# Selección
*-*-*

A diferencia de los baldíos y mozos, los indios que lograron preservar la tenencia de su parcelas gozaron de mayor libertad. Sin embargo, su condición de pequeños productores independientes pronto se vio amenazada por la competencia de las empresas agrícolas y ganaderas ladinas en el mercado regional. Los humildes ranchitos indios, situados en terrenos poco fértiles y cada vez más reducidos, por lo general no alcanzaban ni siquiera para sostener a las familias que los habitaban. Los hombres terminaron recurriendo al trabajo temporal en las haciendas cercanas o yendo a las plantaciones y monterías de tierra caliente, en el caso de los mayas que vivían en los altiplanos de Chiapas y Guatemala. De esta manera conseguían completar los magros ingresos que les daban la milpa y la venta esporádica de animales domésticos y artesanías caseras.

A finales del siglo XIX, los pueblos mayas habían perdido la mayor parte de sus tierras y personas en beneficio de las haciendas. En ellas había surgido un nuevo tipo de poblado indígena, de alguna manera duplicado de la comunidad tradicional pero ya no con la iglesia como núcleo físico y sociocultural. La nueva aglomeración se concentraba en torno de la casa del señor hacendado, edificio mucho más imponente que la modesta ermita. En ella no faltaba la imagen del santo patrono escogido por el amo, quien se encargaba personalmente de los pagos necesarios para las fiestas en su honor. La sociedad formada por estos ``indios de hacienda'' era una triste copia de la comunidad de origen, ya que carecía de la elaborada estructura corporativa que proporcionaba a los ``indios de pueblo'' la fuerza de seguir sobreviviendo en medio de las agresiones.

De estas agresiones falta una última por mencionar: la gradual invasión de las comunidades por mestizos de escasos recursos. Estos se establecieron como rancheros en las inmediaciones del pueblo o como tenderos y artesanos en el casco del poblado. El fenómeno había empezado ya durante el siglo XVIII pero aumentó de manera considerable durante el siglo XIX. Muchos ``pueblos de indios'' se convirtieron así en ``villas'' en donde una minoría de ``vecinos'' ocupaba el centro, y la mayoría de los ``naturales'' vivía desplazada hacia la orilla. Entre esos invasores mestizos destacaba, por su perniciosidad, el fabricante y vendedor de aguardiente. El consumo de licor era una costumbre antigua entre los indios, ya que su libación acompañaba necesariamente todo rezo de petición o curación. Sin embargo, al deteriorarse las condiciones de vida en las comunidades, muchos hombres empezaron a buscar refugio en el alcohol. Lo que al principio fue una costumbre religiosa y festiva, se volvió así un vicio social, introducido y fomentado por el cantinero local.

*-*-*

# Indicación A
Transcriba sin cambios el pasaje del texto sobre los pueblos mayas que va desde "A diferencia de" hasta "y artesanías caseras.", ambos incluidos.

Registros

*-*-*

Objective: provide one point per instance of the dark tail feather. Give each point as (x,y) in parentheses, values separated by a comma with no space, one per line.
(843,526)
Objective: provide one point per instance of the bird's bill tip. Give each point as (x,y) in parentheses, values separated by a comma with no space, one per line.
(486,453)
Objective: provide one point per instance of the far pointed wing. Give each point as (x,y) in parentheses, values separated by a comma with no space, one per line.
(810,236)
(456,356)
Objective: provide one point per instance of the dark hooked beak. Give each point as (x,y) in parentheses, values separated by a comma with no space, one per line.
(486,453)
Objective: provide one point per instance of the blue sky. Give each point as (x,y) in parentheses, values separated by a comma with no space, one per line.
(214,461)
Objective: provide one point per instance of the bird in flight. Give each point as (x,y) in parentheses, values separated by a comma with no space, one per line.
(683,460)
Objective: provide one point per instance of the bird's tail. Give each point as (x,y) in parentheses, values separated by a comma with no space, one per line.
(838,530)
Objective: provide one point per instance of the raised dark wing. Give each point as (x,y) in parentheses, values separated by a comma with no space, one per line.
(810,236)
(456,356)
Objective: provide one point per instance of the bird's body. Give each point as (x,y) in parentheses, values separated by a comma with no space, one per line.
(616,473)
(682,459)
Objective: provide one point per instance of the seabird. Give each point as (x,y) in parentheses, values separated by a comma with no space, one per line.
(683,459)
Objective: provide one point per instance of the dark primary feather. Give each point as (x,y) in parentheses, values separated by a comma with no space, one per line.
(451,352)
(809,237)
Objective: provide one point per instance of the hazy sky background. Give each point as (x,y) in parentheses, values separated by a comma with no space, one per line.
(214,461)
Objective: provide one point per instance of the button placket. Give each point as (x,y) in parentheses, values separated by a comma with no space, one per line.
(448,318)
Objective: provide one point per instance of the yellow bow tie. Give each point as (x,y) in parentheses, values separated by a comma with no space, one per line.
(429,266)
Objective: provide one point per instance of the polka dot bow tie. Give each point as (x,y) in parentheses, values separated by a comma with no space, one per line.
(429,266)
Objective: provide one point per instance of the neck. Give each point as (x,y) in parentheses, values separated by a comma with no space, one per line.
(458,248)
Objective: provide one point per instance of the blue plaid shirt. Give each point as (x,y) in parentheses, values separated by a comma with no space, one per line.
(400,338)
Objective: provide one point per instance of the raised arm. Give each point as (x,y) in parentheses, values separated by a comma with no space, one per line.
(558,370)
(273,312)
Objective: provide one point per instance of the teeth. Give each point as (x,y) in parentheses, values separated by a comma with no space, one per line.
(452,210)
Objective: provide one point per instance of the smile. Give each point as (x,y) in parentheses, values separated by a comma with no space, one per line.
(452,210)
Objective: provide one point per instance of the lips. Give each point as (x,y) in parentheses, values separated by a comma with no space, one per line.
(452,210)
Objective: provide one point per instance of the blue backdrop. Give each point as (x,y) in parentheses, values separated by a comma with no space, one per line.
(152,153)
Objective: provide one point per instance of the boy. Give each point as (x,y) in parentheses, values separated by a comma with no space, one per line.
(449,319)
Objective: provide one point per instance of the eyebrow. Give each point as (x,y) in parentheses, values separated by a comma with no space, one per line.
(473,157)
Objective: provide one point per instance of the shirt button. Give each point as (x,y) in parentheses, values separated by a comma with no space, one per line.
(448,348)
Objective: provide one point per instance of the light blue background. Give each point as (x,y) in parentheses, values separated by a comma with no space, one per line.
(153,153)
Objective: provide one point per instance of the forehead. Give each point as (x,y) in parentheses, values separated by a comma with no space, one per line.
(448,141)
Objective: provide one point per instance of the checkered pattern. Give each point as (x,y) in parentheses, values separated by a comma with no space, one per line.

*-*-*

# Indicación B
Reproduzca las filas desde la que contiene "Objective: provide one point per instance of the forehead." hasta el final de las filas, ambas incluidas, sustituyendo "Objective" por "Goal" y sin alterar nada más.

# Resultado final A
A diferencia de los baldíos y mozos, los indios que lograron preservar la tenencia de su parcelas gozaron de mayor libertad. Sin embargo, su condición de pequeños productores independientes pronto se vio amenazada por la competencia de las empresas agrícolas y ganaderas ladinas en el mercado regional. Los humildes ranchitos indios, situados en terrenos poco fértiles y cada vez más reducidos, por lo general no alcanzaban ni siquiera para sostener a las familias que los habitaban. Los hombres terminaron recurriendo al trabajo temporal en las haciendas cercanas o yendo a las plantaciones y monterías de tierra caliente, en el caso de los mayas que vivían en los altiplanos de Chiapas y Guatemala. De esta manera conseguían completar los magros ingresos que les daban la milpa y la venta esporádica de animales domésticos y artesanías caseras.

# Resultado final B
Goal: provide one point per instance of the forehead. Give each point as (x,y) in parentheses, values separated by a comma with no space, one per line.
(448,141)
Goal: provide one point per instance of the checkered pattern. Give each point as (x,y) in parentheses, values separated by a comma with no space, one per line.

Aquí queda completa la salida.